I find this reassuring. My instinct was to think Panetta was a weird choice--not as weird as Gupta for Surgeon General :wtf: but something out of left field nevertheless. "Out of the box" may be more like it, and in this case, that could be good. Odd that Zelikow is praising the choice as brilliant, but I doubt it's because he thinks it will benefit Condee Rice in some way. ;-)
http://thecable.foreignpolicy.com/node/14914A former senior CIA manager said the message of the Panetta appointment was clear: "The message is, 'I don't want to hear anything out of the CIA. Make it go away. No scandals. Keep it quiet,'" the former officer told me. "They put over there a guy who is a political loyalist, who will keep everything nice and quiet, but who won't know a good piece of intelligence from a shitty piece of intelligence, and wouldn't know a good intelligence officer" from a bad one.
But former intelligence analyst Greg Treverton, now with the Rand Corporation, said Panetta's experience as a former White House chief of staff might give him a unique understanding of the presidency and its needs for intelligence. "One of my experiences with people like Panetta who have been chief of staff is that they have a clear sense of what is helpful to the president that most senior officials don't," Treverton told me. "They get it. What he could do and couldn't do. And that's an interesting advantage Panetta brings. Knowledge of what the presidential stakes are like, how issues arise, and what they need to be protected from, for better or worse."
Retired CIA deputy director for the East Europe division Milt Bearden said Panetta is a "brilliant" choice. "It is not problematic that Panetta lacks experience in intelligence," Bearden e-mailed. "Intel experience is overrated. Good judgement, common sense, and an understanding of Washington is a far better mix to take to Langley than the presumption of experience in intelligence matters. Having a civilian in the intelligence community mix is, likewise, a useful balance. Why not DNI?"

* [Raw data]

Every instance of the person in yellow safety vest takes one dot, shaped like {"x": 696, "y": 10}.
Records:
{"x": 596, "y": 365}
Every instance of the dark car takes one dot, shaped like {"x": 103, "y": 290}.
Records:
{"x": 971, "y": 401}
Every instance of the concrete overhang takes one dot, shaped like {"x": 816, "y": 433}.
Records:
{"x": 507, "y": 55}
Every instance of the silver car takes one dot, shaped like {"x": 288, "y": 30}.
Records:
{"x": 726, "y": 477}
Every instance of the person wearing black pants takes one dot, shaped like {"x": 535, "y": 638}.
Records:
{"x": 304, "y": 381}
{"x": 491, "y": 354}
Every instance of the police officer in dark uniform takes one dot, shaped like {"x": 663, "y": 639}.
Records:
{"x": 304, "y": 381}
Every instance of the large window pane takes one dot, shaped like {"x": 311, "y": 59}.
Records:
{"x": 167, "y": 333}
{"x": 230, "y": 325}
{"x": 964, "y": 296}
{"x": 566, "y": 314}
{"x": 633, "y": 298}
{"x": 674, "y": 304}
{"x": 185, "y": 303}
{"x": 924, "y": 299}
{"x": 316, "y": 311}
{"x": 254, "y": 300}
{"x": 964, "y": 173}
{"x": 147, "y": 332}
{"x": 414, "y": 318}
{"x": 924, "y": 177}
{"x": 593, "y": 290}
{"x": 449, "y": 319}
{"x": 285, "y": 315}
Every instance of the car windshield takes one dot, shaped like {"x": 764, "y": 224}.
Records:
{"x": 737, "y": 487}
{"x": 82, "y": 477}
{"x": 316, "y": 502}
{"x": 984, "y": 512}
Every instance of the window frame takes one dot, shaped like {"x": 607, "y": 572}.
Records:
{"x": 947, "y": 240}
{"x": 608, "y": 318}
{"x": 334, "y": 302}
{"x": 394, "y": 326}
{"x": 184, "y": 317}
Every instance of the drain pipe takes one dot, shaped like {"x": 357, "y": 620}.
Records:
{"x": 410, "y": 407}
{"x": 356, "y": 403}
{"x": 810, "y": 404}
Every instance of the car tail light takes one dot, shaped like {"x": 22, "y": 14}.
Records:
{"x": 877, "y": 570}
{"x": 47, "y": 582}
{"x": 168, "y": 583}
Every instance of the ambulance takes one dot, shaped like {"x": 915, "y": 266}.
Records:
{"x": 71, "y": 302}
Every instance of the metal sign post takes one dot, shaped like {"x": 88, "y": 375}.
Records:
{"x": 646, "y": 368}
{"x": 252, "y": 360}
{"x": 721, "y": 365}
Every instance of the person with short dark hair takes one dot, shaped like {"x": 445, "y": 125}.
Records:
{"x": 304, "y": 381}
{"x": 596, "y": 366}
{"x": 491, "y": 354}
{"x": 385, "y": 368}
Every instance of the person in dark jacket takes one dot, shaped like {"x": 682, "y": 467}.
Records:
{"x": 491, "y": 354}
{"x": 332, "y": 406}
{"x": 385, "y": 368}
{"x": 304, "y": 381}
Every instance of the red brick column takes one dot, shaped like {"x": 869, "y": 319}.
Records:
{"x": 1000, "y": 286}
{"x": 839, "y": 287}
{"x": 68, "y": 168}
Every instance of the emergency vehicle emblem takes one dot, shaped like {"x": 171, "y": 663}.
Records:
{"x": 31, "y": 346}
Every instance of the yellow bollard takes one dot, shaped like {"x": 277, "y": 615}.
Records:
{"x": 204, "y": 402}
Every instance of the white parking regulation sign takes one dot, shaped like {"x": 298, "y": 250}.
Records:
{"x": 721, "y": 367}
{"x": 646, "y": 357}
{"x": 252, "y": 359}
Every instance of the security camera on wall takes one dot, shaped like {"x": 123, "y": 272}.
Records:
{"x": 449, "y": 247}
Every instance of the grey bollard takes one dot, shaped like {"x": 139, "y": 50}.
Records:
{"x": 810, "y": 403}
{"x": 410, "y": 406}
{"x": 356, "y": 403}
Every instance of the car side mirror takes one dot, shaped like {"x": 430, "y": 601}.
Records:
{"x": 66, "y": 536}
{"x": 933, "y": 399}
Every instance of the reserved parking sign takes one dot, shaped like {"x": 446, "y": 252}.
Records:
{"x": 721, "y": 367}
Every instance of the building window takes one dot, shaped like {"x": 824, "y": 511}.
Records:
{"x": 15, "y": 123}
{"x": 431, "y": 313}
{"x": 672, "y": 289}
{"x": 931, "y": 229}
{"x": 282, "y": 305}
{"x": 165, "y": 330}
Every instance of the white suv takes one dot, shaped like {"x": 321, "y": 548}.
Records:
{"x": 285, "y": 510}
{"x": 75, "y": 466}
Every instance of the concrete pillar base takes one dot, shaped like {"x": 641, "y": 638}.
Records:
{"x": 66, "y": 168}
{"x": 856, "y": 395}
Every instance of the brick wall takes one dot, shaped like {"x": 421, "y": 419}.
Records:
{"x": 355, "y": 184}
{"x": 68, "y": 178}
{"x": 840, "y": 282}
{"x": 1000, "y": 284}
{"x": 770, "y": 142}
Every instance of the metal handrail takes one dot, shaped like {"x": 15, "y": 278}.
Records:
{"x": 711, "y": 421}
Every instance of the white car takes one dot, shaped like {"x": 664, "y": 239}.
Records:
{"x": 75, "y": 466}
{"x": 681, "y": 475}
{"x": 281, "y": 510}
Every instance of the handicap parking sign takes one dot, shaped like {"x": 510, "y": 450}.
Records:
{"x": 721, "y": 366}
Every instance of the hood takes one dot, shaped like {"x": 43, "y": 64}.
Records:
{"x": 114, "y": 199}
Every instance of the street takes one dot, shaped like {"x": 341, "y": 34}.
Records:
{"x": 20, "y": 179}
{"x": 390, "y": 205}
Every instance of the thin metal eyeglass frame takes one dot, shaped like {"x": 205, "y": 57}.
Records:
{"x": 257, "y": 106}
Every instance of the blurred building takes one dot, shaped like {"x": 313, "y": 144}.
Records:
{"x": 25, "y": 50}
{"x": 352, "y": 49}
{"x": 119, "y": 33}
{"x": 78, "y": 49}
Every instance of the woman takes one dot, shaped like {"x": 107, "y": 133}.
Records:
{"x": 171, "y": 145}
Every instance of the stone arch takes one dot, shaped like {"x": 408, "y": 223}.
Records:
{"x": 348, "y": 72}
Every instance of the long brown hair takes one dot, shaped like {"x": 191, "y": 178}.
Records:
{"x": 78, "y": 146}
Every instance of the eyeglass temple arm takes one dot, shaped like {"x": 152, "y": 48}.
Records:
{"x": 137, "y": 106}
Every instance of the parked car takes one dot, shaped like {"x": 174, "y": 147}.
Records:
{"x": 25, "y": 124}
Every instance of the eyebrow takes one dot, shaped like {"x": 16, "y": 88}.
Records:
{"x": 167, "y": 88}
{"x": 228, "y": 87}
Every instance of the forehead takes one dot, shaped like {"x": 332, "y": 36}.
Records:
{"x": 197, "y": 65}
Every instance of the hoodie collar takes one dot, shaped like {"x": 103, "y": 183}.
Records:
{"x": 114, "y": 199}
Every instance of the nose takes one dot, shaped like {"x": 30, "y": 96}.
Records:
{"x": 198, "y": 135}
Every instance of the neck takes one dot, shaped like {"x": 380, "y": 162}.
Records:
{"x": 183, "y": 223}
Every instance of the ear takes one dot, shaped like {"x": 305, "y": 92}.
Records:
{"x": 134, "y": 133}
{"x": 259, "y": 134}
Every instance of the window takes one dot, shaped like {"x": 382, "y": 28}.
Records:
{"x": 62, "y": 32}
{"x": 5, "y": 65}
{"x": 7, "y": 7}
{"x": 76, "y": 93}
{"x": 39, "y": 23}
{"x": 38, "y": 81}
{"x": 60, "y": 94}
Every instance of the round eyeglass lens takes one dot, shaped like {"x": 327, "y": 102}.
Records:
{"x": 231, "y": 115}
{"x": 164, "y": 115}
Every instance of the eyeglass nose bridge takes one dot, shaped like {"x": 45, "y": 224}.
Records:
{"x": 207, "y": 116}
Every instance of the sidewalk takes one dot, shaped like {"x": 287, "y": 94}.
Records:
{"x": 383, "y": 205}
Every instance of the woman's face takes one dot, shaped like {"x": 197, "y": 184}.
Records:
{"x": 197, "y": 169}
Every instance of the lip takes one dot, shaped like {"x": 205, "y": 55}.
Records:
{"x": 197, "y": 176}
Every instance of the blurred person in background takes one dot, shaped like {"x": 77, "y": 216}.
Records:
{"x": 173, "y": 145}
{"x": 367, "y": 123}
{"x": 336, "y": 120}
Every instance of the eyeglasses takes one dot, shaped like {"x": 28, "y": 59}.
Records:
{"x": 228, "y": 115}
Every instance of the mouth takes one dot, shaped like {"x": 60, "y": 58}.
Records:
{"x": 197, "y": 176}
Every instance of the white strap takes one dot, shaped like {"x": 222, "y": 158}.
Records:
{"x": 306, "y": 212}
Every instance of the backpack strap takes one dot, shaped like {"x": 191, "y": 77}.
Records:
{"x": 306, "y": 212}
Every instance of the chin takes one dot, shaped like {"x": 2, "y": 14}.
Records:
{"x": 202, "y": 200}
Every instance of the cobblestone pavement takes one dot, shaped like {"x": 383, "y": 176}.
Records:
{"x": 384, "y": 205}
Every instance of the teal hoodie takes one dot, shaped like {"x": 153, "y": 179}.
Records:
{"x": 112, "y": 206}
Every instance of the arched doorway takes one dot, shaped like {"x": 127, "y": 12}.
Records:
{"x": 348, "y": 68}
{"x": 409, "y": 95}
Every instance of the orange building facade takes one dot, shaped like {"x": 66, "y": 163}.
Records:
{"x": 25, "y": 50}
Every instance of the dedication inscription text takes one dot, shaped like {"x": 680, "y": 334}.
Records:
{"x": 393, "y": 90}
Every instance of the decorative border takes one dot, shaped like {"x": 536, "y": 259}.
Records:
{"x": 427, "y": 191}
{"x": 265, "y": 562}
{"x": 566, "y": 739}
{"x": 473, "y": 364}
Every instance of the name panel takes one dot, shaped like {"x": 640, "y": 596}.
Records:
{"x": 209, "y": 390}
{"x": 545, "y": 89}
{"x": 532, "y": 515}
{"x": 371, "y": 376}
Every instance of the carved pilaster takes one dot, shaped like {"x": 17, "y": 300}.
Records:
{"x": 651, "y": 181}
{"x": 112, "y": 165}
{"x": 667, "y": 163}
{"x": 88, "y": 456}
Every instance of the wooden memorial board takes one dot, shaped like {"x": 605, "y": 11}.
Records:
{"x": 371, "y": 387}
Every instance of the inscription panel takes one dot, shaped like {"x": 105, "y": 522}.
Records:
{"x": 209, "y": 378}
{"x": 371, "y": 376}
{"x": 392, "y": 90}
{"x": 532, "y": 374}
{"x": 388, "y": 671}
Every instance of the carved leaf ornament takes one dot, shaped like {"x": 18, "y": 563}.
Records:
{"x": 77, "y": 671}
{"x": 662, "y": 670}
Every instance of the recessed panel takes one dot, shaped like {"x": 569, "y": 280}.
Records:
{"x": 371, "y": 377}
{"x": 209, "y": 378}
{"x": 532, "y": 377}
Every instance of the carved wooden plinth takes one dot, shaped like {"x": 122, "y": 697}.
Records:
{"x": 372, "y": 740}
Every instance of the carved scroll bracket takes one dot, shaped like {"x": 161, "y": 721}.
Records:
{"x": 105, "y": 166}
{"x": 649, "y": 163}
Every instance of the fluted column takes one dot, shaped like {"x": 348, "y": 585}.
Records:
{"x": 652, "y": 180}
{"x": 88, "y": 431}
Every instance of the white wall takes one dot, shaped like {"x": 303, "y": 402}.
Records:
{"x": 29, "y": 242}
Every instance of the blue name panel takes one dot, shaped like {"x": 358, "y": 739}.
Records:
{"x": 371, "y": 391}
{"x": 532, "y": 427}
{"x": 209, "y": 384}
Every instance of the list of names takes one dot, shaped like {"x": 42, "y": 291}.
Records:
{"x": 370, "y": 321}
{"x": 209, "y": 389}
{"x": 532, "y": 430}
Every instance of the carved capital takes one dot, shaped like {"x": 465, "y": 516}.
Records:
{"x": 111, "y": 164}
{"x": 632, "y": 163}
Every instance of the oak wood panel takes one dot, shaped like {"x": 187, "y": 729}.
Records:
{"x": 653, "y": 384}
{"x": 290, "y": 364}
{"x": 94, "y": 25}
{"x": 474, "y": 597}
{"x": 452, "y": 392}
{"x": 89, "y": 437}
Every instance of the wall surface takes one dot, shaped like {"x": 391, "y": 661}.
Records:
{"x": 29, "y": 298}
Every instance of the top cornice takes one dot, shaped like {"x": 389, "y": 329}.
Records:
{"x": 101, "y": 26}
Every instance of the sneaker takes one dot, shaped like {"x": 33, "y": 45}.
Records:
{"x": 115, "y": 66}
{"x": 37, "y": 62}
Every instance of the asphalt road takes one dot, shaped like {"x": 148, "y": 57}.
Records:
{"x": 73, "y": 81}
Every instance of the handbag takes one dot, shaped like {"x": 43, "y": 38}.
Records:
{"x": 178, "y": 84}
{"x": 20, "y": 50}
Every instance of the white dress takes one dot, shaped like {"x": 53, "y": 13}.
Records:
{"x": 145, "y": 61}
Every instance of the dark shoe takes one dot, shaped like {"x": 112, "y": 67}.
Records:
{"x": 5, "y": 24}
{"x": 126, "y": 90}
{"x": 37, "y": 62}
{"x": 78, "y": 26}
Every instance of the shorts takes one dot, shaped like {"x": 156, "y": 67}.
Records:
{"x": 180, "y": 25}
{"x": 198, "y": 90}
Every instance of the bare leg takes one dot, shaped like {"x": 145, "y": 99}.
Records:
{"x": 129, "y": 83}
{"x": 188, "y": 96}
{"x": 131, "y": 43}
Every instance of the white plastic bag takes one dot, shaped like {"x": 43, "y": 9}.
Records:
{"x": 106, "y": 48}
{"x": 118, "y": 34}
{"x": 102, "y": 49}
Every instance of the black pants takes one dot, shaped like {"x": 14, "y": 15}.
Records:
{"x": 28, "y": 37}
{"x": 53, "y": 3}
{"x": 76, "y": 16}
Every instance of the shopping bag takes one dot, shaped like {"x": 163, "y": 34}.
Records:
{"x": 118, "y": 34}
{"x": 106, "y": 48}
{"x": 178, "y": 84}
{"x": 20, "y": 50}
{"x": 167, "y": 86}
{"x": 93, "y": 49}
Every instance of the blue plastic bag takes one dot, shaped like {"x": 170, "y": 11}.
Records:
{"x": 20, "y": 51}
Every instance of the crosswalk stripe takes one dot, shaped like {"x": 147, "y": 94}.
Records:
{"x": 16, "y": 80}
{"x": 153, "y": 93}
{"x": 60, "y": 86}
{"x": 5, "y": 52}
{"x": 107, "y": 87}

* [Directions]
**A)** Swap "choice" for "pick" in the Panetta appointment text from "I find this" to "some way. ;-)", and write out that stretch with the change.
**B)** Extend the Panetta appointment text past its final sentence.

* [Answer section]
**A)**
I find this reassuring. My instinct was to think Panetta was a weird pick--not as weird as Gupta for Surgeon General :wtf: but something out of left field nevertheless. "Out of the box" may be more like it, and in this case, that could be good. Odd that Zelikow is praising the pick as brilliant, but I doubt it's because he thinks it will benefit Condee Rice in some way. ;-)

**B)**
The Panetta choice also makes sense to him, said Philip Zelikow, a former counselor to Secretary of State Condoleezza Rice (and Foreign Policy writer)
<BurtWorm adds: And the controversial executive director of the 9/11 commission>. "The issues of presidential trust and clean hands are, at this moment in history, most important," Zelikow said by e-mail. "And even an 'intelligence professional' would have to rely on others in many ways. ... So Obama and his team have made a certain kind of tradeoff."
Initial Hill reaction was one of puzzlement, and consternation by at least one key senator that she had not been consulted on the choice. "I was not informed about the selection of Leon Panetta to be the CIA director," incoming chairwoman of the Senate Select Committee on Intelligence Dianne Feinstein (D-CA) was cited by the Los Angeles Times. "My position has consistently been that I believe the agency is best served by having an intelligence professional in charge at this time." Confirmation prep teams, take note.